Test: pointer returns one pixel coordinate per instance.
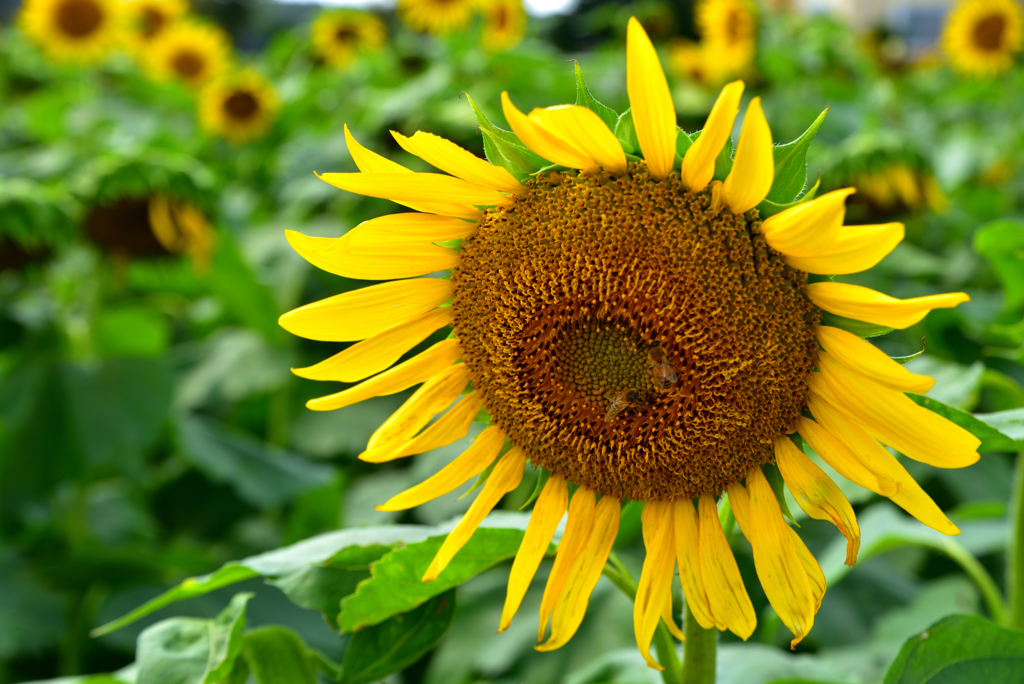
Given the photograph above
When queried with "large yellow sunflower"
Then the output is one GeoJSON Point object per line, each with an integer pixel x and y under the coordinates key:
{"type": "Point", "coordinates": [984, 36]}
{"type": "Point", "coordinates": [190, 52]}
{"type": "Point", "coordinates": [632, 327]}
{"type": "Point", "coordinates": [239, 108]}
{"type": "Point", "coordinates": [76, 31]}
{"type": "Point", "coordinates": [437, 16]}
{"type": "Point", "coordinates": [340, 35]}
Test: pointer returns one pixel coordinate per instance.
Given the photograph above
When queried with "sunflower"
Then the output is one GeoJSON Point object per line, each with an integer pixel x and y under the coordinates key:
{"type": "Point", "coordinates": [239, 108]}
{"type": "Point", "coordinates": [629, 325]}
{"type": "Point", "coordinates": [147, 19]}
{"type": "Point", "coordinates": [728, 29]}
{"type": "Point", "coordinates": [504, 24]}
{"type": "Point", "coordinates": [340, 35]}
{"type": "Point", "coordinates": [984, 36]}
{"type": "Point", "coordinates": [77, 31]}
{"type": "Point", "coordinates": [437, 16]}
{"type": "Point", "coordinates": [189, 52]}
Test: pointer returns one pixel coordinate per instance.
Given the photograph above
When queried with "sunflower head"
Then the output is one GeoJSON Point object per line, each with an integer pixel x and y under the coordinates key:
{"type": "Point", "coordinates": [983, 37]}
{"type": "Point", "coordinates": [239, 108]}
{"type": "Point", "coordinates": [73, 31]}
{"type": "Point", "coordinates": [189, 52]}
{"type": "Point", "coordinates": [631, 310]}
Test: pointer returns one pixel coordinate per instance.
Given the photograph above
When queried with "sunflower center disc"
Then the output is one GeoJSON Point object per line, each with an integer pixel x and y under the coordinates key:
{"type": "Point", "coordinates": [631, 339]}
{"type": "Point", "coordinates": [988, 33]}
{"type": "Point", "coordinates": [79, 17]}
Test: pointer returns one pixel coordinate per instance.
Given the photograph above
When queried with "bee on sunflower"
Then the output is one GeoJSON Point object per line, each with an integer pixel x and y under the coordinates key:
{"type": "Point", "coordinates": [631, 311]}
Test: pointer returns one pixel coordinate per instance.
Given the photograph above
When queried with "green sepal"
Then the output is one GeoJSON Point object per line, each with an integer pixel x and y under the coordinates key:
{"type": "Point", "coordinates": [584, 98]}
{"type": "Point", "coordinates": [791, 165]}
{"type": "Point", "coordinates": [774, 478]}
{"type": "Point", "coordinates": [627, 133]}
{"type": "Point", "coordinates": [858, 328]}
{"type": "Point", "coordinates": [507, 143]}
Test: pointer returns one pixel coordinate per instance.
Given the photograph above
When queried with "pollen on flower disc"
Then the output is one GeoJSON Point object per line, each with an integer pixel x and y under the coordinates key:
{"type": "Point", "coordinates": [562, 298]}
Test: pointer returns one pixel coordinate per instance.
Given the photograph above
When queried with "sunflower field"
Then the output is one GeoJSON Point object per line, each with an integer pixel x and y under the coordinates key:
{"type": "Point", "coordinates": [455, 341]}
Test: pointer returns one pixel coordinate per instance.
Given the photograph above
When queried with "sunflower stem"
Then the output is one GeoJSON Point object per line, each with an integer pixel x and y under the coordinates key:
{"type": "Point", "coordinates": [1015, 550]}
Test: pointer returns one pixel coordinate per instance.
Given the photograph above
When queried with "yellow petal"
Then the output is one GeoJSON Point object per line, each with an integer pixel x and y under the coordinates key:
{"type": "Point", "coordinates": [370, 162]}
{"type": "Point", "coordinates": [726, 594]}
{"type": "Point", "coordinates": [775, 556]}
{"type": "Point", "coordinates": [472, 462]}
{"type": "Point", "coordinates": [585, 131]}
{"type": "Point", "coordinates": [856, 248]}
{"type": "Point", "coordinates": [860, 303]}
{"type": "Point", "coordinates": [583, 578]}
{"type": "Point", "coordinates": [433, 397]}
{"type": "Point", "coordinates": [450, 158]}
{"type": "Point", "coordinates": [865, 359]}
{"type": "Point", "coordinates": [688, 557]}
{"type": "Point", "coordinates": [505, 477]}
{"type": "Point", "coordinates": [544, 520]}
{"type": "Point", "coordinates": [816, 494]}
{"type": "Point", "coordinates": [578, 527]}
{"type": "Point", "coordinates": [893, 419]}
{"type": "Point", "coordinates": [809, 229]}
{"type": "Point", "coordinates": [698, 163]}
{"type": "Point", "coordinates": [378, 352]}
{"type": "Point", "coordinates": [650, 101]}
{"type": "Point", "coordinates": [754, 165]}
{"type": "Point", "coordinates": [404, 375]}
{"type": "Point", "coordinates": [367, 311]}
{"type": "Point", "coordinates": [543, 141]}
{"type": "Point", "coordinates": [655, 579]}
{"type": "Point", "coordinates": [453, 425]}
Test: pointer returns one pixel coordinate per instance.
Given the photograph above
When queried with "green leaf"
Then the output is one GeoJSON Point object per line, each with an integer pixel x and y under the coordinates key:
{"type": "Point", "coordinates": [960, 648]}
{"type": "Point", "coordinates": [390, 646]}
{"type": "Point", "coordinates": [791, 165]}
{"type": "Point", "coordinates": [584, 98]}
{"type": "Point", "coordinates": [396, 584]}
{"type": "Point", "coordinates": [278, 655]}
{"type": "Point", "coordinates": [1001, 242]}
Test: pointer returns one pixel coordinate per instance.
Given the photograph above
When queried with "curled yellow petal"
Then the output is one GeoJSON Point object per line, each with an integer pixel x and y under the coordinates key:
{"type": "Point", "coordinates": [583, 578]}
{"type": "Point", "coordinates": [585, 131]}
{"type": "Point", "coordinates": [367, 311]}
{"type": "Point", "coordinates": [541, 140]}
{"type": "Point", "coordinates": [650, 101]}
{"type": "Point", "coordinates": [698, 162]}
{"type": "Point", "coordinates": [726, 594]}
{"type": "Point", "coordinates": [378, 352]}
{"type": "Point", "coordinates": [856, 248]}
{"type": "Point", "coordinates": [433, 397]}
{"type": "Point", "coordinates": [854, 301]}
{"type": "Point", "coordinates": [754, 165]}
{"type": "Point", "coordinates": [817, 495]}
{"type": "Point", "coordinates": [688, 557]}
{"type": "Point", "coordinates": [865, 359]}
{"type": "Point", "coordinates": [809, 229]}
{"type": "Point", "coordinates": [505, 477]}
{"type": "Point", "coordinates": [461, 163]}
{"type": "Point", "coordinates": [453, 425]}
{"type": "Point", "coordinates": [578, 528]}
{"type": "Point", "coordinates": [544, 520]}
{"type": "Point", "coordinates": [404, 375]}
{"type": "Point", "coordinates": [470, 463]}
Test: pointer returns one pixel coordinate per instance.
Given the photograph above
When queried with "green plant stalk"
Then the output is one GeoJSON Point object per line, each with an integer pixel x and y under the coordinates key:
{"type": "Point", "coordinates": [1015, 551]}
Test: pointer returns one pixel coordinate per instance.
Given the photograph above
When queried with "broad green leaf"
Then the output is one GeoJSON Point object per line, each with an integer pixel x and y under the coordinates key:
{"type": "Point", "coordinates": [960, 648]}
{"type": "Point", "coordinates": [585, 98]}
{"type": "Point", "coordinates": [791, 165]}
{"type": "Point", "coordinates": [1001, 243]}
{"type": "Point", "coordinates": [396, 586]}
{"type": "Point", "coordinates": [381, 649]}
{"type": "Point", "coordinates": [278, 655]}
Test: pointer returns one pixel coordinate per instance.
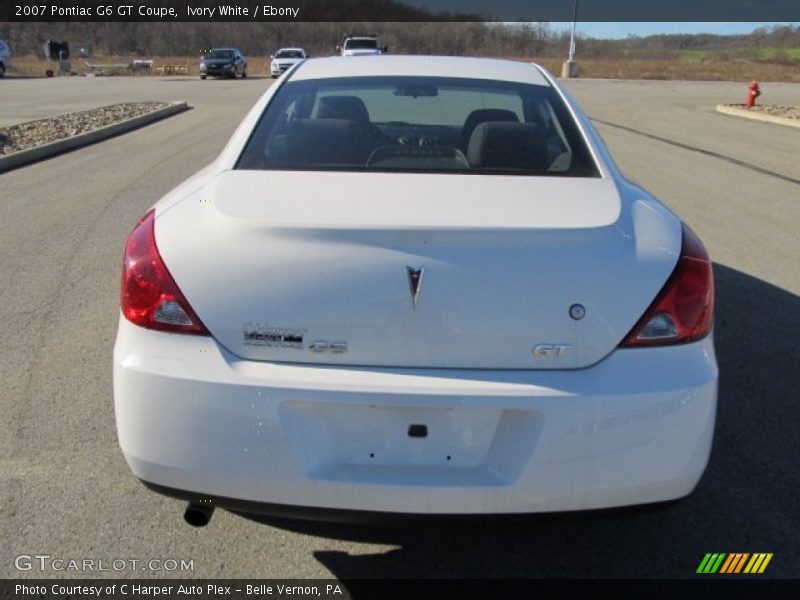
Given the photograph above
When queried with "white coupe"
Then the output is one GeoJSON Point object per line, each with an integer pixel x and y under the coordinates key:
{"type": "Point", "coordinates": [414, 285]}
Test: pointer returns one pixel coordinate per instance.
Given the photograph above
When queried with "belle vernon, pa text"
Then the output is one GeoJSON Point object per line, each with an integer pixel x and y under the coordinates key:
{"type": "Point", "coordinates": [134, 589]}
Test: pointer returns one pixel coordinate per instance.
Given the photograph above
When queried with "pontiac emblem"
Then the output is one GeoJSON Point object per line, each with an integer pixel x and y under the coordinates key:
{"type": "Point", "coordinates": [415, 283]}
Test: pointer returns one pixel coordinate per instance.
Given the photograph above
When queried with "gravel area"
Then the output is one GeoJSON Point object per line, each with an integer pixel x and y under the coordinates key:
{"type": "Point", "coordinates": [775, 110]}
{"type": "Point", "coordinates": [23, 136]}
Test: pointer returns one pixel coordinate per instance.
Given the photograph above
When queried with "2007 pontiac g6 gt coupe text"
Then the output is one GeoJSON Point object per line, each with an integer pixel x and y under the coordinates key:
{"type": "Point", "coordinates": [415, 285]}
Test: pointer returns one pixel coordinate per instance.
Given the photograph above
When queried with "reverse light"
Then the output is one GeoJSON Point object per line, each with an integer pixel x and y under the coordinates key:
{"type": "Point", "coordinates": [150, 296]}
{"type": "Point", "coordinates": [684, 309]}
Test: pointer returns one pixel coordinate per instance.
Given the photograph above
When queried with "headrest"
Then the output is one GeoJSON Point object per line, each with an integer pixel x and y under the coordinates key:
{"type": "Point", "coordinates": [476, 117]}
{"type": "Point", "coordinates": [319, 142]}
{"type": "Point", "coordinates": [342, 107]}
{"type": "Point", "coordinates": [508, 146]}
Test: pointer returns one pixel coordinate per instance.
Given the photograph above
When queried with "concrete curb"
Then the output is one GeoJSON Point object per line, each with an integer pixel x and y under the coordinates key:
{"type": "Point", "coordinates": [25, 157]}
{"type": "Point", "coordinates": [743, 112]}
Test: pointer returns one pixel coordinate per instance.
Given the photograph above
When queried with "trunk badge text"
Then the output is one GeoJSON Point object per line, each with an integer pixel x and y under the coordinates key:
{"type": "Point", "coordinates": [415, 283]}
{"type": "Point", "coordinates": [547, 350]}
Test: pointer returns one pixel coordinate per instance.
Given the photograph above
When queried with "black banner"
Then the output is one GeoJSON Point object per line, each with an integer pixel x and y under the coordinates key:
{"type": "Point", "coordinates": [21, 11]}
{"type": "Point", "coordinates": [407, 589]}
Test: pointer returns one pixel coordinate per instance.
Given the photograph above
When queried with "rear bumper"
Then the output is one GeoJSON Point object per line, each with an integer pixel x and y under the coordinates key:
{"type": "Point", "coordinates": [633, 429]}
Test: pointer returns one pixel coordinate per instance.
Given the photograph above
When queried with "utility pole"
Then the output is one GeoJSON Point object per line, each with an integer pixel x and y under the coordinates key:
{"type": "Point", "coordinates": [570, 67]}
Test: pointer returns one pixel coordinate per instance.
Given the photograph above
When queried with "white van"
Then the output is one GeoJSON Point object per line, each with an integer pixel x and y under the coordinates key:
{"type": "Point", "coordinates": [5, 58]}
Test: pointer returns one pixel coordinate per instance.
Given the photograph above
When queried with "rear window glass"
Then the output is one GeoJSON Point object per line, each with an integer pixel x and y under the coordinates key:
{"type": "Point", "coordinates": [418, 124]}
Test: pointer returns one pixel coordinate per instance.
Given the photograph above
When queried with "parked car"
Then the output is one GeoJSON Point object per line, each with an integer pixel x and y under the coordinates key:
{"type": "Point", "coordinates": [223, 62]}
{"type": "Point", "coordinates": [415, 285]}
{"type": "Point", "coordinates": [360, 45]}
{"type": "Point", "coordinates": [5, 58]}
{"type": "Point", "coordinates": [285, 58]}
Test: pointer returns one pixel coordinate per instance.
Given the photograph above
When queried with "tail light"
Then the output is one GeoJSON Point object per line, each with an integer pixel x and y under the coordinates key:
{"type": "Point", "coordinates": [684, 309]}
{"type": "Point", "coordinates": [150, 296]}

-=-=-

Pick out each line of the records above that contains the string "green", and copy every such line in full. Case counts, so a match must have the same uppercase and lowercase letters.

Solution
When queried with "green sepal"
When queried with "green leaf"
When queried with "green plant stalk"
When queried with "broad green leaf"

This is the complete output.